Passage shown:
»»

New South Wales, Queensland, Victoria and the Australian Capital Territory have regulations that cap interest rates of payday loans. "However, it is very easy for the industry to sneak through regulations by charging extra fees," Robinson said. "A properly-designed national legislation would shut these loopholes down."
- Robinson also commented on payday loans on Australian Broadcasting Corp Radio July 24 and on Sky News July 29.
York student is on a mission in Peru
York University student Michael O’Neil will be on a mission in Peru, wrote Insidetoronto.com Aug. 1. O’Neil, 23, a resident of East York, will be travelling with 20 other youths from across Canada as youth ambassadors on the Junior Team Canada Economic Mission. The goal is to explore business opportunities on behalf of Canadian companies and industries. “I am very excited,” said O’Neill.
- O’Neill also spoke about the trade mission on BNN-TV Aug. 1.
Grad turned his family’s story into an epic novel
Joe Kertes (BA ’75), who teaches English at Humber College and still speaks Hungarian, studied literature at the University of Toronto and York University, and credits both Marshall McLuhan and poet Irving Layton, a former professor at York, with encouraging him as a writer, wrote Michael Posner in a review of Kertes’ Holocaust novel Gratitude for The Globe and Mail Aug. 2. “McLuhan was really important to me, a powerful influence. Not thematically, but he took to me for some reason.” One year, the media guru was late returning a paper of Kertes’s, explaining he’d thought it was so good he’d sent it off to be published.
Alumna writes fictional account of working on freighter
What began as York alumna Sheree-Lee Olson’s gritty summer job has ended as her therapeutic first book, wrote the Belleville Intelligencer Aug. 2.
The Picton-born writer and newspaper editor has penned her first book, Sailor Girl. It’s a fictional story of self-discovery and follows Kate, an art student who escapes a violent boyfriend by joining the crew of a grain freighter.
Now the editor of The Globe and Mail’s Style section, Olson (BA ’80, BFA ’93) calls Toronto her hometown. But in 1976, Olson was a 19-year-old York University student who found work as a porter aboard a freighter.

««

Record excerpts:
»»

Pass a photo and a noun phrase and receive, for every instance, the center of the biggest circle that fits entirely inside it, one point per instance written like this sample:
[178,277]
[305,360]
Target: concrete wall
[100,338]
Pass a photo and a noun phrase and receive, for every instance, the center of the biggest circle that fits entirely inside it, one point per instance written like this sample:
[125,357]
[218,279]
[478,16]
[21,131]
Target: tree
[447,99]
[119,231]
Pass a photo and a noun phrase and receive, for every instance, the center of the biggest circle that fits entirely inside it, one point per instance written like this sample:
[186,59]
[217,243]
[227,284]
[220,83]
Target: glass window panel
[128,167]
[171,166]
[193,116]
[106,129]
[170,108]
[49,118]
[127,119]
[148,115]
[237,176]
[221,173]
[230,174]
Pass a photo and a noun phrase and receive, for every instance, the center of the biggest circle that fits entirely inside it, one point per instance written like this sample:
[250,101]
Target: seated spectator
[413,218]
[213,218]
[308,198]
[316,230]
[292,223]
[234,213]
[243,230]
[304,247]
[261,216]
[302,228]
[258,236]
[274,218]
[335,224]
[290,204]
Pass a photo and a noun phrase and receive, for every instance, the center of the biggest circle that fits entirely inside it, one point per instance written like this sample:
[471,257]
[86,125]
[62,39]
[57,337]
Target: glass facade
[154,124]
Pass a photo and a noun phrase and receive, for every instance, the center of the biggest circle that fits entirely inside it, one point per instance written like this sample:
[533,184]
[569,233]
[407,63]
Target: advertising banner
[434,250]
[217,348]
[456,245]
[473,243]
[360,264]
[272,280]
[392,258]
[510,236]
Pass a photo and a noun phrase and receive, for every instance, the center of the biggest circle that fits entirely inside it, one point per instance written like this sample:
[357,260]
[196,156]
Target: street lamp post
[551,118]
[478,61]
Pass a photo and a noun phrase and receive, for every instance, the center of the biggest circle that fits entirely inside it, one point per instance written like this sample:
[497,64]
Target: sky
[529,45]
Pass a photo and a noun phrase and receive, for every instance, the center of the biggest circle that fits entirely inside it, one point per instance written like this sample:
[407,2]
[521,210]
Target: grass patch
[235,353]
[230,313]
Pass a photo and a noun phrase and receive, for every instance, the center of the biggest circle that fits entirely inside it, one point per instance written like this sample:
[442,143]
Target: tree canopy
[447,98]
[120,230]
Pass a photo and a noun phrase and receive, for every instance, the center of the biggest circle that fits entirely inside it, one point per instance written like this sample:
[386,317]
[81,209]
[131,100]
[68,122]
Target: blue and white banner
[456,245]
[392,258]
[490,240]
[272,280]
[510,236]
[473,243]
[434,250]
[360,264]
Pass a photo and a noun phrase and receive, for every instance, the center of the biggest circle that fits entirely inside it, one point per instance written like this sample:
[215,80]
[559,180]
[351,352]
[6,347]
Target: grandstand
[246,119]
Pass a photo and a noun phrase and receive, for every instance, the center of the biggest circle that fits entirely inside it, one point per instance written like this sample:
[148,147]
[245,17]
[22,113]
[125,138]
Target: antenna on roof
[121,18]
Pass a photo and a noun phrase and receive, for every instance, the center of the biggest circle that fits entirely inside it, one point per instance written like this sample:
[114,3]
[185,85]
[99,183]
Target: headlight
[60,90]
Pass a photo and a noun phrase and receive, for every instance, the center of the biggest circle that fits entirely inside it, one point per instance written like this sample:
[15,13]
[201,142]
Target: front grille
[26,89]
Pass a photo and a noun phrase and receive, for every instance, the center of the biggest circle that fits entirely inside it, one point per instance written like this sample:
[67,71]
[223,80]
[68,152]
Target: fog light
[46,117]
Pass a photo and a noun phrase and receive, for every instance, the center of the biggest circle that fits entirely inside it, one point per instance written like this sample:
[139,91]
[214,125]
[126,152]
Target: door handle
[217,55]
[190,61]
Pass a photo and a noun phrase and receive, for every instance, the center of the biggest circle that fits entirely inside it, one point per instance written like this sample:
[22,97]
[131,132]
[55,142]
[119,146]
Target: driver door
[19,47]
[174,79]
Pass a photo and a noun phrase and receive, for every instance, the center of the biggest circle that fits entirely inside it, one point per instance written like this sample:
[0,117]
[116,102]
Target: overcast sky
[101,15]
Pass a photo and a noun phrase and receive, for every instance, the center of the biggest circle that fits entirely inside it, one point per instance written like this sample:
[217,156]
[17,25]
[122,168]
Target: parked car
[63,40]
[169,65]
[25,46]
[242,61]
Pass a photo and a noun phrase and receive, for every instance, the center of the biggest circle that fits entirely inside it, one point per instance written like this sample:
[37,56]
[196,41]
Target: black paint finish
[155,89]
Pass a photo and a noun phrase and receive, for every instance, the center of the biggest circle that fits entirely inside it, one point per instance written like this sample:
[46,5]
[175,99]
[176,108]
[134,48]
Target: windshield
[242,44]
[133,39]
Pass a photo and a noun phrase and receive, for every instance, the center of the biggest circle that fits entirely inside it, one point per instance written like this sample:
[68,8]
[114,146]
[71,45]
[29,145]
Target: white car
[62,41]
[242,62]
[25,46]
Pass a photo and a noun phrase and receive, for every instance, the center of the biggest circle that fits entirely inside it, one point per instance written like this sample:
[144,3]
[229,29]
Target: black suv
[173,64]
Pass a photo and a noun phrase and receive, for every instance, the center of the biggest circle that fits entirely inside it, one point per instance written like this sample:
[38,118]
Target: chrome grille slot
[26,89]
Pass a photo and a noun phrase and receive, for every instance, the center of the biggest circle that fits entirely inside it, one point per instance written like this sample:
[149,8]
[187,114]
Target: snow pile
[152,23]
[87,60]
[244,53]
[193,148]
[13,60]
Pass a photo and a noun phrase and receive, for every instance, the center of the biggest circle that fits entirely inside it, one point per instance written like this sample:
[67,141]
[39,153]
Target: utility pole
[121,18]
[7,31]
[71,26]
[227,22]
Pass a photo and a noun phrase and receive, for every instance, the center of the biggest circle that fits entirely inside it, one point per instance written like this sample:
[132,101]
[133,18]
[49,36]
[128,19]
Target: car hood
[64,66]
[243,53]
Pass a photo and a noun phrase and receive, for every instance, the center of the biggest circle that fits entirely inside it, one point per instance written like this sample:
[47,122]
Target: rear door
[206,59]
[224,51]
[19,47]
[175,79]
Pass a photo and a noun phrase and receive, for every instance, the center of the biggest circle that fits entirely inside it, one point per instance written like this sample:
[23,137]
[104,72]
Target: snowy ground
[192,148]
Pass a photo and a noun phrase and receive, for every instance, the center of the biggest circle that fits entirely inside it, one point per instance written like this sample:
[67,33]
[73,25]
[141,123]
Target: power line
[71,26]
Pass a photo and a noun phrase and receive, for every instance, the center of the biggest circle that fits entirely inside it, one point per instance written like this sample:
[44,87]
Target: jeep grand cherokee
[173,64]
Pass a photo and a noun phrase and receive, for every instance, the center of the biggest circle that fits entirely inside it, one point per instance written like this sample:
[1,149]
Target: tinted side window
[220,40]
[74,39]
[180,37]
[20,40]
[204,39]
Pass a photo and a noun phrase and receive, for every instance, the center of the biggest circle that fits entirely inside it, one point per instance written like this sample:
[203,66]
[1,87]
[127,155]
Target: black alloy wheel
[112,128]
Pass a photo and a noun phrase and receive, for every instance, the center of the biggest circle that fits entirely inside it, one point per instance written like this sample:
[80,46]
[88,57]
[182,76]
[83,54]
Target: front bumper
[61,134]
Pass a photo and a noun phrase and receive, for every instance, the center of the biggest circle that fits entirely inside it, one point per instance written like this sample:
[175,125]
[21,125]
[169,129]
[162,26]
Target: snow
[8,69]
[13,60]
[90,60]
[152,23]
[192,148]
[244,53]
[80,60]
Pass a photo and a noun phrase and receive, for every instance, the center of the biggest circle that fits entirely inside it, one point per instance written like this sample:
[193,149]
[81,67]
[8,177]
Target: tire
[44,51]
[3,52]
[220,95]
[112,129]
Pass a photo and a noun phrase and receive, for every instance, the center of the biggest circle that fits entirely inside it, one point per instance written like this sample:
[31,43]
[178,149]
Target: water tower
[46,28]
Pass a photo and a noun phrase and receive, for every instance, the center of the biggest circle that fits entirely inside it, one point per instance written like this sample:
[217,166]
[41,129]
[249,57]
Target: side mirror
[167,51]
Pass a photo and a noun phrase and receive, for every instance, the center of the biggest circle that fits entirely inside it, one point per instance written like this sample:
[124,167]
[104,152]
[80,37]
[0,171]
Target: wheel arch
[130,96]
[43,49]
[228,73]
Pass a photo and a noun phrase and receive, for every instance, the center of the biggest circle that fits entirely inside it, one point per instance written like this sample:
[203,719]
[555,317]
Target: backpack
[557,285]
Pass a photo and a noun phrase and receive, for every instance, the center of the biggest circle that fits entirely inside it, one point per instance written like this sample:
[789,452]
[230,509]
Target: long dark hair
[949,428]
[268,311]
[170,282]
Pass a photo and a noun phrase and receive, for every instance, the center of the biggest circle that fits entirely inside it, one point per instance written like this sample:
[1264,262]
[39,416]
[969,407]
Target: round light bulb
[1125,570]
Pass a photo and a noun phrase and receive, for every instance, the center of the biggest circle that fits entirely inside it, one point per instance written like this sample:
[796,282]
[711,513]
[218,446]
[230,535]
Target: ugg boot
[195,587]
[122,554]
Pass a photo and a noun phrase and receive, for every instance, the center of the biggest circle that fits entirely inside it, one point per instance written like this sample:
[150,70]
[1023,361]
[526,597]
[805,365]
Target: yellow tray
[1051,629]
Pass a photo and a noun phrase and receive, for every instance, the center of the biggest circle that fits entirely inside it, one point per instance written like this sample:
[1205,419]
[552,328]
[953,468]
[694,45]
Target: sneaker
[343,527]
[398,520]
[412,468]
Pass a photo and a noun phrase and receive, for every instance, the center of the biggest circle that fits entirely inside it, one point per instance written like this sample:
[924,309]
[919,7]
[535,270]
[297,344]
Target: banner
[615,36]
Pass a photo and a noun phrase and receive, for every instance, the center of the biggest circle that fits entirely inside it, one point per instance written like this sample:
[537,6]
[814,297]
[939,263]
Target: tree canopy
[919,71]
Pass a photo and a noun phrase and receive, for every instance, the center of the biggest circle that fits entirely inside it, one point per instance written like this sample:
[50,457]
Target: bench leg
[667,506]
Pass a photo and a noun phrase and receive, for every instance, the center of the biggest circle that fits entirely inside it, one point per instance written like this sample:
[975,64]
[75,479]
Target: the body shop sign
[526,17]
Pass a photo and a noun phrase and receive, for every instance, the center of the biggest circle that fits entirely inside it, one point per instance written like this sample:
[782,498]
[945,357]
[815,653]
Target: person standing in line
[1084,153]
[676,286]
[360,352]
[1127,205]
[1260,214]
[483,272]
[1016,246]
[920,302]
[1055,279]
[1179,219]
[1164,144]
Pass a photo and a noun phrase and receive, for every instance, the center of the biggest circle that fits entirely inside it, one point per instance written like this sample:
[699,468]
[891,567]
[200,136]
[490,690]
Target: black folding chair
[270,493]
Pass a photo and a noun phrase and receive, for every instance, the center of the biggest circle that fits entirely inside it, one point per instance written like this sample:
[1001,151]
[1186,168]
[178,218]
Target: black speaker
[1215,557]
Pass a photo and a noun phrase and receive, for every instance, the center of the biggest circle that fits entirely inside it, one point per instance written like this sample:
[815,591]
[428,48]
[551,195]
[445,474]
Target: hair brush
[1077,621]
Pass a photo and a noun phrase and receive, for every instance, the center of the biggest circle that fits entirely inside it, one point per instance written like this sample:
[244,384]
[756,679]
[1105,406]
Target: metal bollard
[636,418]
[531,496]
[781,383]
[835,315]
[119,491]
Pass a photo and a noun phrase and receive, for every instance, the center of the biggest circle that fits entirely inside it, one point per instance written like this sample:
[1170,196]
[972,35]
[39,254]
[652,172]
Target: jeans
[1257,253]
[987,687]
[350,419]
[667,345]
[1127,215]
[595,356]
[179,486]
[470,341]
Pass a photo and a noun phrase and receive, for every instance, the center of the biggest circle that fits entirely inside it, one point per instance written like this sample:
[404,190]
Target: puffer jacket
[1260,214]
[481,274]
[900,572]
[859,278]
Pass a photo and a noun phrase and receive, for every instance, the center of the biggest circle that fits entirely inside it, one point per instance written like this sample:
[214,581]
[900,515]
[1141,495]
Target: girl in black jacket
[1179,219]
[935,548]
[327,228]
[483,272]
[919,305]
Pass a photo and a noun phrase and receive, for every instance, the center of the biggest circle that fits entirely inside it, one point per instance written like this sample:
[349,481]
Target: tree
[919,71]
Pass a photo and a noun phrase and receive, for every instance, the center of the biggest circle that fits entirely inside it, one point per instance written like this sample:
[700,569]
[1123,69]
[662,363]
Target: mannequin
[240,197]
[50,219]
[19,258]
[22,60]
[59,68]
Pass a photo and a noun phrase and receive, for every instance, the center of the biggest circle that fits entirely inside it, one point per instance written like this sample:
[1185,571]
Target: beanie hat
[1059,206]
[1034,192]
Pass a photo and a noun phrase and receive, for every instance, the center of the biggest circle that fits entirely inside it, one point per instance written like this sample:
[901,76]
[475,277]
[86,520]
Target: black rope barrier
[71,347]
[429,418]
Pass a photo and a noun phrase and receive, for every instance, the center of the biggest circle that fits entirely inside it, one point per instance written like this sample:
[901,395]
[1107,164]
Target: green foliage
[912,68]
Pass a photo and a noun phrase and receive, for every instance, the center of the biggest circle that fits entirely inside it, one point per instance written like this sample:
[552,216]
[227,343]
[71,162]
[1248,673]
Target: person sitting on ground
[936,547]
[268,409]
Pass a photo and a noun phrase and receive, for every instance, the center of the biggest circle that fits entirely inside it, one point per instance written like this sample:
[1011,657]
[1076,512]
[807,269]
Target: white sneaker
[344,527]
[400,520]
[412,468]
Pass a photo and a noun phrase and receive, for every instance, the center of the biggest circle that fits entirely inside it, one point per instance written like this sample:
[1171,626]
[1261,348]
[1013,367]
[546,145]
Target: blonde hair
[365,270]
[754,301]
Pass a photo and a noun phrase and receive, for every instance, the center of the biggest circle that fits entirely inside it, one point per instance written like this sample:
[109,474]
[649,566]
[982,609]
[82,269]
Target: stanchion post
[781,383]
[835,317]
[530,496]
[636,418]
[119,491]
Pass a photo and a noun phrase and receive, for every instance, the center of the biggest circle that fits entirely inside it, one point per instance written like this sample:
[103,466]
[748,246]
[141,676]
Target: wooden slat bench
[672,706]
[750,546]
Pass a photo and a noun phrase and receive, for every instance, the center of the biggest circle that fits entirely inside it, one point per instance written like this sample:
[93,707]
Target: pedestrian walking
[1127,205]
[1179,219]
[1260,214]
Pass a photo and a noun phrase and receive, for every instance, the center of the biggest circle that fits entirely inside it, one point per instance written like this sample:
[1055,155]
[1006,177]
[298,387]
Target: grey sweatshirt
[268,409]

««

Work instructions:
[a] Summarize the York news roundup in three sentences.
[b] Continue the York news roundup from the point where the passage stops.
The records play no part in this work.

Responses to the exercise:
[a] Robinson said that payday-loan interest caps in New South Wales, Queensland, Victoria and the Australian Capital Territory are easy to get around with extra fees, and that properly designed national legislation would close those loopholes. A 23-year-old York University student from East York will travel to Peru with 20 other youths from across Canada on the Junior Team Canada Economic Mission to explore business opportunities for Canadian companies. Two York graduates have written novels: Joe Kertes wrote the Holocaust novel Gratitude, and Sheree-Lee Olson wrote Sailor Girl, which grew out of her 1976 summer job as a porter aboard a freighter.

[b]
“I found out that it was great money, and at the time I was really struggling to make money waitressing,” she said. “I had actually never seen a freighter until I got on my first boat. I convinced another friend here in town to go down to the Seafarers International Union hiring hall. Basically you just went in there and stood around for a couple of weeks until somebody needed somebody.”
Cross-Canada equestrian relies on kindness of strangers
York alumna Kimber Sider (BA Hons ‘06) has a theory; her mantra has become “Well-behaved women rarely make history,” wrote the Kenora Daily Miner & News Aug. 2. In fact, it’s the title of a film she’s making about a cross-country journey by horse. While crossing northern Ontario, she’s had lots of time to evaluate her thoughts, which she shared during her stop in Kenora. “Our ride is about finding out if, 60 years later, you can still ride across Canada on Canadian kindness,” she said, before setting out for the Prairies.
Even though Sider’s only just graduated from York University’s Faculty of Fine Arts, she’s listed as a director’s assistant on the Hollywood production of Kit Kittredge’s An American Girl. By the way, the credits also listed Julia Roberts as executive producer and starlet Abigail Breslin was the toast of the talk show circuit for several weeks.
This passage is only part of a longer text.